> [PROBLEM TO SOLVE]:
Please express the part that opens with the first of the entries and closes with the line containing "xmin=230 ymin=167 xmax=294 ymax=348", both ends included, as a two-column CSV headed entry_text and answer, with one row per entry. Put each text and each answer in a single quoted field, turning any line breaks into spaces.

··· INPUT MATERIAL

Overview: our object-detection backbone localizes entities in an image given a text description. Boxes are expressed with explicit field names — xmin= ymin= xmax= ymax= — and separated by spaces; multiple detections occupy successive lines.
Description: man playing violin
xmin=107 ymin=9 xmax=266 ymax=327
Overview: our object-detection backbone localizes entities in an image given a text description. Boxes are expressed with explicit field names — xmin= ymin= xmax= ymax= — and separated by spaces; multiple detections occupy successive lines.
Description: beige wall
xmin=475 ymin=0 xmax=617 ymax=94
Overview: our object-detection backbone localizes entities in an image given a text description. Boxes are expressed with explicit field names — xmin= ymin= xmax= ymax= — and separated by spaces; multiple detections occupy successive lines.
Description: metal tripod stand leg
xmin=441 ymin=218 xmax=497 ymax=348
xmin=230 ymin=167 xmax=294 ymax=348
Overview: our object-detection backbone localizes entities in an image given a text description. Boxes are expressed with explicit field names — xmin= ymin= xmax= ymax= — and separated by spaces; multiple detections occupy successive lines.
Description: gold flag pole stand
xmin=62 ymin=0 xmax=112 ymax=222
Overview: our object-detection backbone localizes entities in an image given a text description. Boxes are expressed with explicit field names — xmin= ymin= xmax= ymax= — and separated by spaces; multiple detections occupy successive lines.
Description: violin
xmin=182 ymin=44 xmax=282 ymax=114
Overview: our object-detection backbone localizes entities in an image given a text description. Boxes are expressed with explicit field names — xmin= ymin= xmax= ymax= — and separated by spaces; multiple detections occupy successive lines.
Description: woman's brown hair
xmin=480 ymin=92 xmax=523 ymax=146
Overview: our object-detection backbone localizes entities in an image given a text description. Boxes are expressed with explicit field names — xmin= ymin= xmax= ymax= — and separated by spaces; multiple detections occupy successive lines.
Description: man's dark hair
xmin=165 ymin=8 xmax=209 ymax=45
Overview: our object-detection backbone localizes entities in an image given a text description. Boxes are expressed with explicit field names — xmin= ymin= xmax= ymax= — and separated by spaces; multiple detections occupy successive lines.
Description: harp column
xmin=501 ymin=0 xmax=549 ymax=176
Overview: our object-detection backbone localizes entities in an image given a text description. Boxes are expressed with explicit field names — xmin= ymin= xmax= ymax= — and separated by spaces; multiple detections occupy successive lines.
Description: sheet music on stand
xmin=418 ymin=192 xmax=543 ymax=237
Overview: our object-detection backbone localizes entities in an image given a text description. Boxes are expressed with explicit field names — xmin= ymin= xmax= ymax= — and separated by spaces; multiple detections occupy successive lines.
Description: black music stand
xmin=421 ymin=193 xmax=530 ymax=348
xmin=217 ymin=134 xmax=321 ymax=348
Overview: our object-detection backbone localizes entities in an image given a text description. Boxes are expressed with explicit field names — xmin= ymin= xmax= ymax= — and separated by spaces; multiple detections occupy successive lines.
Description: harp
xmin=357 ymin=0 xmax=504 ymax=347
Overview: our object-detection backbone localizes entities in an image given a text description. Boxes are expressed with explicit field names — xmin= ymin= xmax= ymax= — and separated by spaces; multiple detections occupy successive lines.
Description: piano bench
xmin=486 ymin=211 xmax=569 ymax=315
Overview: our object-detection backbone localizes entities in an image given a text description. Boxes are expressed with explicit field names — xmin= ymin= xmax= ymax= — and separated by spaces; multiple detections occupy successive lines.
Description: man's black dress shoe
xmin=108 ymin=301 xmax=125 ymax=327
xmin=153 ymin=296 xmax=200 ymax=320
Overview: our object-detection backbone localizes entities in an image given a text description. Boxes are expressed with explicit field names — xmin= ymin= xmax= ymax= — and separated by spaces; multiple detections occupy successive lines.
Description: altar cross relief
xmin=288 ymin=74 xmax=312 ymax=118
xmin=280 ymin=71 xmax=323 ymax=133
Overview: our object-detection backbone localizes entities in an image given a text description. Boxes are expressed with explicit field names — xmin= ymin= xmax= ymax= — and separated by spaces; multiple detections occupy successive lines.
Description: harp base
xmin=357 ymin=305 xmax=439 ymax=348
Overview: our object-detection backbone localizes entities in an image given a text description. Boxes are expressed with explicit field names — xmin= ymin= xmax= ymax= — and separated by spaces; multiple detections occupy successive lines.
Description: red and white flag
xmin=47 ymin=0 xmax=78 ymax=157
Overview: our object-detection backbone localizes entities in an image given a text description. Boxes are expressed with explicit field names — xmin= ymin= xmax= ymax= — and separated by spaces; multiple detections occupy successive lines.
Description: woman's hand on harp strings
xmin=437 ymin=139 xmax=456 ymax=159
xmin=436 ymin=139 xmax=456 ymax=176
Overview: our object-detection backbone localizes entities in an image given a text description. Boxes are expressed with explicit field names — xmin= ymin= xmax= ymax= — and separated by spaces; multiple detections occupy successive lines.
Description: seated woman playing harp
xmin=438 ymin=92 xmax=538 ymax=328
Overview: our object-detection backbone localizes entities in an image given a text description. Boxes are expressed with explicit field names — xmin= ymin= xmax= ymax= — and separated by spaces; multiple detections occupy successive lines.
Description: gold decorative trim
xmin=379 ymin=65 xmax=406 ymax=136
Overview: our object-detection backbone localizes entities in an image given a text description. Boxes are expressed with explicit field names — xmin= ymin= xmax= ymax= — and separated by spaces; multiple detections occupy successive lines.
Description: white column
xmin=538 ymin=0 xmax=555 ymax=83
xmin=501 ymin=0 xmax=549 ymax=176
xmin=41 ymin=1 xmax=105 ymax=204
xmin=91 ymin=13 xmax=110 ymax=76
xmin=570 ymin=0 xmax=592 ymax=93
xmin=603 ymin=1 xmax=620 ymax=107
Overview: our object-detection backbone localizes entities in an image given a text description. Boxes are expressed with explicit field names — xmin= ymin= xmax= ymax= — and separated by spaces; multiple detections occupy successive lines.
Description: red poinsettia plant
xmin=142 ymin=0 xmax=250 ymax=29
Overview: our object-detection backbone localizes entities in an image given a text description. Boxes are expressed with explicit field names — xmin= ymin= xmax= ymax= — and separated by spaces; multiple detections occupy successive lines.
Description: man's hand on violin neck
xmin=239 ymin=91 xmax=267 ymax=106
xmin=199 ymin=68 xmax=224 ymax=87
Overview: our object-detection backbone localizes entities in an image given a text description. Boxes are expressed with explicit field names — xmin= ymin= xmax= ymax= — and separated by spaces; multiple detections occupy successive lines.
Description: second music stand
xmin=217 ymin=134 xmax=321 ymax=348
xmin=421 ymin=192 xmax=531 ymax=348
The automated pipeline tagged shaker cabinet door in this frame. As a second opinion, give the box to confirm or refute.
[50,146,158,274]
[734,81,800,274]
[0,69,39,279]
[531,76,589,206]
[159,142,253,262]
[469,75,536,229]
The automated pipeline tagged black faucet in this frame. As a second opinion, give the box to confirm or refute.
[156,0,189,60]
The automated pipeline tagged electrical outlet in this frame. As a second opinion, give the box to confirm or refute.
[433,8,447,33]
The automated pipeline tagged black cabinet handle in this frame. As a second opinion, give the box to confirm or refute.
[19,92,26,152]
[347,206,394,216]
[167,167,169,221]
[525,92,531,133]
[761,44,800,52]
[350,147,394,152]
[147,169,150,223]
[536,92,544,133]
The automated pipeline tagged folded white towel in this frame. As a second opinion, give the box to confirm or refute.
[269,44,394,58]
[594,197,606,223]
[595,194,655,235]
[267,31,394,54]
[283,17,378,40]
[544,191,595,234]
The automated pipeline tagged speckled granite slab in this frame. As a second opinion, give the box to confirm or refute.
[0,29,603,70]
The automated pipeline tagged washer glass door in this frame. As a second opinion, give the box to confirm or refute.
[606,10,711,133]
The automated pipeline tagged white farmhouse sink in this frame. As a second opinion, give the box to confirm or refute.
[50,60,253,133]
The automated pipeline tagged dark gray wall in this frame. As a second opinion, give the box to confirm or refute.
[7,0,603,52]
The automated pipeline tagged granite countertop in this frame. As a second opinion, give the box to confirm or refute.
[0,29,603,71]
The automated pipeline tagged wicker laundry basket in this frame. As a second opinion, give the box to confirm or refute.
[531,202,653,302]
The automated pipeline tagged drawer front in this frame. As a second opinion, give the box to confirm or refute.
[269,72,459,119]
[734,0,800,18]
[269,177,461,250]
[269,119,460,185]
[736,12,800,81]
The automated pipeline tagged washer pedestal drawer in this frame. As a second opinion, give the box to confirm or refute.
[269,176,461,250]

······

> [ANSWER FOR THE TASK]:
entry_text,answer
"Overview: our object-detection backbone localizes entities in an image given a text description. Boxes are expressed with explicit field names — xmin= ymin= xmax= ymax= — and separated by spaces; multiple detections occupy successive lines. Description: man playing violin","xmin=107 ymin=9 xmax=266 ymax=327"
"Overview: our object-detection backbone localizes entities in an image given a text description. Boxes are expressed with explicit field names — xmin= ymin= xmax= ymax= — and separated by spaces; multiple detections occupy successive lines. Description: beige wall","xmin=475 ymin=0 xmax=617 ymax=94"
"Overview: our object-detection backbone localizes entities in an image given a text description. Boxes are expressed with explicit field names — xmin= ymin= xmax= ymax= — and separated by spaces; multiple detections occupy successive lines. Description: metal tripod stand leg","xmin=441 ymin=218 xmax=497 ymax=348 xmin=230 ymin=167 xmax=294 ymax=348"